• PROBLEM TO SOLVE
Copy out the items below line for line, leaving out the pictures.

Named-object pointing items
--- START ---

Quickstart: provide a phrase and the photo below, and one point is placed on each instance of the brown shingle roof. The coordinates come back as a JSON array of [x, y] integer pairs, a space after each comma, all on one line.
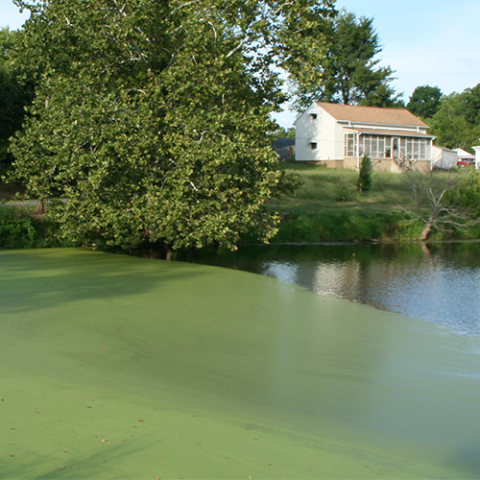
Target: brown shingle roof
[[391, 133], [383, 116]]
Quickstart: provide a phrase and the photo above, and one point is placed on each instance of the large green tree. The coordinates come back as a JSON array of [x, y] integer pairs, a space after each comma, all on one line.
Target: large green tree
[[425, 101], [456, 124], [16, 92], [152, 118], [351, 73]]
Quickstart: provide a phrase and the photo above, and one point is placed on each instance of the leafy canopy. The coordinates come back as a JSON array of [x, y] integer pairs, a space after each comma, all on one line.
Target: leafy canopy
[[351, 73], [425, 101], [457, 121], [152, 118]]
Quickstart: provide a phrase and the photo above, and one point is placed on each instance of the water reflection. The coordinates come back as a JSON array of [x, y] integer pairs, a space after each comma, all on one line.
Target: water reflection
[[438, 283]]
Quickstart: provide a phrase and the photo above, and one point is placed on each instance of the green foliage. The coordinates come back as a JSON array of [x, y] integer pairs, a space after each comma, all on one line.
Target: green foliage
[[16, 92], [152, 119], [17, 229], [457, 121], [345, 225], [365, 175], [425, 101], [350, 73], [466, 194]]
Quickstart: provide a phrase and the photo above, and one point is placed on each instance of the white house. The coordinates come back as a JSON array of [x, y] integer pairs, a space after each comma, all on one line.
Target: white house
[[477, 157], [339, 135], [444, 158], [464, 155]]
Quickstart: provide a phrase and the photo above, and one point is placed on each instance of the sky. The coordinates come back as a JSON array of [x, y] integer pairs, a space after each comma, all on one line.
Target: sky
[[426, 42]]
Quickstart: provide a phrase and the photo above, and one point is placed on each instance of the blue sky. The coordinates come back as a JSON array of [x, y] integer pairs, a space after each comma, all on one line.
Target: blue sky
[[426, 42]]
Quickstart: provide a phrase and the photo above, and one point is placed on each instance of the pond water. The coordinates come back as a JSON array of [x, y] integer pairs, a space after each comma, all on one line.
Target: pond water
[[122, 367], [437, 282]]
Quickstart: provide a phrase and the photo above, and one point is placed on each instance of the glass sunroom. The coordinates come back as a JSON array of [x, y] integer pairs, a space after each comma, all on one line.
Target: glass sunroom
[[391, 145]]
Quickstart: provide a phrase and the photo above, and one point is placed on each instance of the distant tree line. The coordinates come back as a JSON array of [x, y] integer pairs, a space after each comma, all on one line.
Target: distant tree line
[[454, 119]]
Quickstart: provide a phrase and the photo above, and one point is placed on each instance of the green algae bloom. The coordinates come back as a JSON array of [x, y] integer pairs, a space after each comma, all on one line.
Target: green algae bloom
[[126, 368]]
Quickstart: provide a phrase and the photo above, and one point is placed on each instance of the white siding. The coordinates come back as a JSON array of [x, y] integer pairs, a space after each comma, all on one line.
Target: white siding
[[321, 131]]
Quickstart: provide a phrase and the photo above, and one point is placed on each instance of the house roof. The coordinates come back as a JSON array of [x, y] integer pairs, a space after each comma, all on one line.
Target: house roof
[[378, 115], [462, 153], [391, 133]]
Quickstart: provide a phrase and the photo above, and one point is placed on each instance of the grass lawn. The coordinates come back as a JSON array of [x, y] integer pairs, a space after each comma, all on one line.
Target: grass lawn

--- END ---

• ANSWER FOR THE TASK
Quickstart: provide a phrase and the photo below, and one point is placed on each instance of the brown shingle roof. The coordinates come back as a JSON array of [x, y] integer pairs, a space after each comma, all on one line.
Target: brown shingle roof
[[391, 133], [383, 116]]
Quickstart: provide a phrase and the photo above, and one point is placed on each instance of the large green tree. The coordinates come back as a JSON array of [x, y] integer pairs, a space after each comma, all on one line.
Target: large green tree
[[425, 101], [456, 124], [16, 92], [152, 118], [351, 73]]
Quickstart: provide a phrase and the photo above, and one point is placed on each instance of the leafy canopy. The coordinates come back as a JSON array of [x, y] integer pairs, a space after each comma, all on one line.
Target: leafy canopy
[[351, 73], [425, 101], [457, 121], [152, 118]]
Quickstart: provide a phrase and the photo above, and one point is placed on each instance of the water reflection. The coordinates come back as a JSON array of [x, y] integer pairs, a space after each comma, all on one line.
Target: water reflection
[[438, 283]]
Quickstart: provide a phrase and the photo above, and one point is placed on each instance of the green foliage. The coordinates come back as a JSON array of [x, y] integer pairs, a space after each comma, all on one line.
Target: green foliage
[[16, 92], [152, 119], [17, 229], [457, 121], [345, 225], [365, 175], [425, 101], [350, 73], [466, 194]]
Quickstart: provide a phrase and the photo above, and one point is placed on each instance of the white house. The coordinates come back as a JSON array of [x, y] integer pairs, a space after each comma, all on one line.
Target: white house
[[477, 157], [339, 135], [444, 158], [464, 155]]
Quickstart: provide a phrase and the photo above, and one point is placed on each instance of the sky. The coordinates come back as a JSON array of [x, y] integer pairs, a space after each comma, all on one line.
Target: sky
[[426, 42]]
Quickstart: provide a phrase and the photo above, and one point is placed on each instance of the blue sky. The coordinates come back as a JSON array of [x, y] integer pairs, a space after each comma, all on one line.
Target: blue sky
[[426, 42]]
Quickstart: provide a phrase and the photo above, and one point is placed on each instance of the pond water. The coordinates come back as a JSON array of [x, y] integer pairs, a space after each comma, all on one line.
Target: pond water
[[122, 367], [437, 282]]
Quickstart: provide a phrase and the photo above, and one point is placed on each instance of the glass sunroom. The coordinates come back as a JSON array of [x, y] integer pairs, a space after each comma, all on one line.
Target: glass sunroom
[[391, 145]]
Quickstart: provide a phrase and the photo above, and one point is placed on each instance of the distant tree line. The coordinates come back as a JSON array of [x, y] integer pairs, a space after each comma, all on one line.
Target: distant tree line
[[454, 119]]
Quickstart: provide a phrase and the photo above, and one point is placed on each instance of the green algae bloom. The coordinates come back as a JSON array of [x, y] integer pairs, a space after each comma, all on one line.
Target: green algae bloom
[[126, 368]]
Quickstart: provide a phrase and the photo above, and one point is placed on each instance of the white siding. The coordinates come back as a JSON array of [x, y] integer pairs, a space after each comma, all on one line.
Target: white siding
[[321, 131]]
Quickstart: provide a phrase and the photo above, and one point is placed on each instance of the house roof. The coordinates come back as a JSON array of [x, y] integer pairs, a space after each comma, all on one line.
Target: house roof
[[378, 115], [462, 153], [391, 133]]
Quickstart: provide a phrase and the photo above, and one point is placed on each instance of the grass lawn. The coordinates come back as a JSON array of [x, y] integer pairs, a space after each comma, all on one line.
Target: grass lawn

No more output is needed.